L’addebito a carico del lavoratore delle spese di gestione è illegittimo.
Nota a Trib. Milano 11 ottobre 2022
Fabrizio Girolami
La scritturazione in busta paga della cessione del quinto e la relativa gestione, pur non ricorrendo in tutti i rapporti di lavoro, costituiscono, per il datore di lavoro, uno degli adempimenti accessori più tipici (regolamentato, tra l’altro, da apposite previsioni normative) derivanti dal rapporto di lavoro e strettamente collegato all’esercizio di diritti dei lavoratori. Gli oneri derivanti da tali adempimenti, perciò, gravano sul datore di lavoro.
Lo ha stabilito il Tribunale di Milano, sez. lav., con sentenza 11 ottobre 2022, a conferma del recente e consolidato orientamento della giurisprudenza di merito meneghina (cfr. Trib. Milano 13 gennaio 2020, n. 2632, in q. sito, annotata da A. TAGLIAMONTE; App. Milano 25 marzo 2021, n. 37; App. Milano 26 agosto 2022).

○ ○ ○ ○ ○ ○ ○

● REQUISITI DELL'ESERCIZIO:
1. Secondo il brano sulla cessione del quinto, quale organo giudiziario ha emesso la sentenza dell'11 ottobre 2022?
2. Traduci in inglese questa frase del brano sulla cessione del quinto: "Gli oneri derivanti da tali adempimenti, perciò, gravano sul datore di lavoro."
3. Trascrivi fedelmente dal brano sulla cessione del quinto il passo che inizia con "Lo ha stabilito" e termina con "26 agosto 2022).".
Il materiale non ha alcun legame con il brano.

○ ○ ○ ○ ○ ○ ○

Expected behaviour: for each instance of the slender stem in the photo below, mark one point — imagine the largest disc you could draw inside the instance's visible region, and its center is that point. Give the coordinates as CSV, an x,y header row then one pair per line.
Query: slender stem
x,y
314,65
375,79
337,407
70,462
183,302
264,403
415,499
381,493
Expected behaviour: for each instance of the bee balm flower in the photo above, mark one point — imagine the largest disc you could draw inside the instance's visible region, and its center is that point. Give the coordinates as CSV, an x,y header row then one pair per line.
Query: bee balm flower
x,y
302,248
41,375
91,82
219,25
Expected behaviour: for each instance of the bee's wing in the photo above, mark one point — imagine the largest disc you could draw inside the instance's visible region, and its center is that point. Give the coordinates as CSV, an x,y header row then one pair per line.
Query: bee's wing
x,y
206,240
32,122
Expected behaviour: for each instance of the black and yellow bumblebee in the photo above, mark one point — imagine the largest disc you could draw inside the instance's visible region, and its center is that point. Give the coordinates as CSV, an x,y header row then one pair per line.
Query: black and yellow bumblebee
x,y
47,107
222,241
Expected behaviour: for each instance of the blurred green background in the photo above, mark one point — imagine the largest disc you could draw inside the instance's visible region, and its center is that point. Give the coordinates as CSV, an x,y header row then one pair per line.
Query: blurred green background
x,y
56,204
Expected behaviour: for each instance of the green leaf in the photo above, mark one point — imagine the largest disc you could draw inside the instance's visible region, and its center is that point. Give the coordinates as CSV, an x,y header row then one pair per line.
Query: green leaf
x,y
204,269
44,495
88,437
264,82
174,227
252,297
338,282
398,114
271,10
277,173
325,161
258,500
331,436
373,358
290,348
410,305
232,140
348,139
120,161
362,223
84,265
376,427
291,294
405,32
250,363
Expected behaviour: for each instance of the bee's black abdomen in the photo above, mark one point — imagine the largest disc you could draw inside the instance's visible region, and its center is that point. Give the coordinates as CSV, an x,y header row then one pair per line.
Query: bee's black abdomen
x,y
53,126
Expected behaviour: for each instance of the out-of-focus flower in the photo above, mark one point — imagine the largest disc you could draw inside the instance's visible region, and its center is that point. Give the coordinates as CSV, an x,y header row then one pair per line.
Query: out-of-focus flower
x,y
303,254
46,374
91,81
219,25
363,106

○ ○ ○ ○ ○ ○ ○

● RISPOSTE NUMERATE:
1. Il Tribunale di Milano, sezione lavoro.

2. The costs arising from these obligations, therefore, fall on the employer.

3.
Lo ha stabilito il Tribunale di Milano, sez. lav., con sentenza 11 ottobre 2022, a conferma del recente e consolidato orientamento della giurisprudenza di merito meneghina (cfr. Trib. Milano 13 gennaio 2020, n. 2632, in q. sito, annotata da A. TAGLIAMONTE; App. Milano 25 marzo 2021, n. 37; App. Milano 26 agosto 2022).